■ **PROMPT**
Lines before the one containing "Locate the player's" are left out; that line and every line after it, through the end of the records, are to be reproduced exactly.

-- PROVIDED DATA follows --

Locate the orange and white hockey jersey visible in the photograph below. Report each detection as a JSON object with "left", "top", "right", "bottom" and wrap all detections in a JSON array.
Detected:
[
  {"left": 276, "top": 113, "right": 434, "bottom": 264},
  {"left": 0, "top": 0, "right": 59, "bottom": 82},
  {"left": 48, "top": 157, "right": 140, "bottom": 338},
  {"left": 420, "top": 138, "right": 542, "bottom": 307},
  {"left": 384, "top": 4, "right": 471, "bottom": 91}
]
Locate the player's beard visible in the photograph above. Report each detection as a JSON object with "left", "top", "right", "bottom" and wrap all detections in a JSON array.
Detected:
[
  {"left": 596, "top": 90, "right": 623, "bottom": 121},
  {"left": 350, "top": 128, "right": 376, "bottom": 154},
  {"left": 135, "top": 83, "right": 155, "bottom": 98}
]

-- PROVIDED DATA concluded --

■ **OUTPUT OF THE EXERCISE**
Locate the player's beard visible in the photograph above. Report each detection as a JSON object with "left", "top", "right", "bottom" and wrap all detections in a JSON array.
Detected:
[
  {"left": 596, "top": 90, "right": 623, "bottom": 121},
  {"left": 350, "top": 128, "right": 376, "bottom": 154},
  {"left": 135, "top": 83, "right": 155, "bottom": 98}
]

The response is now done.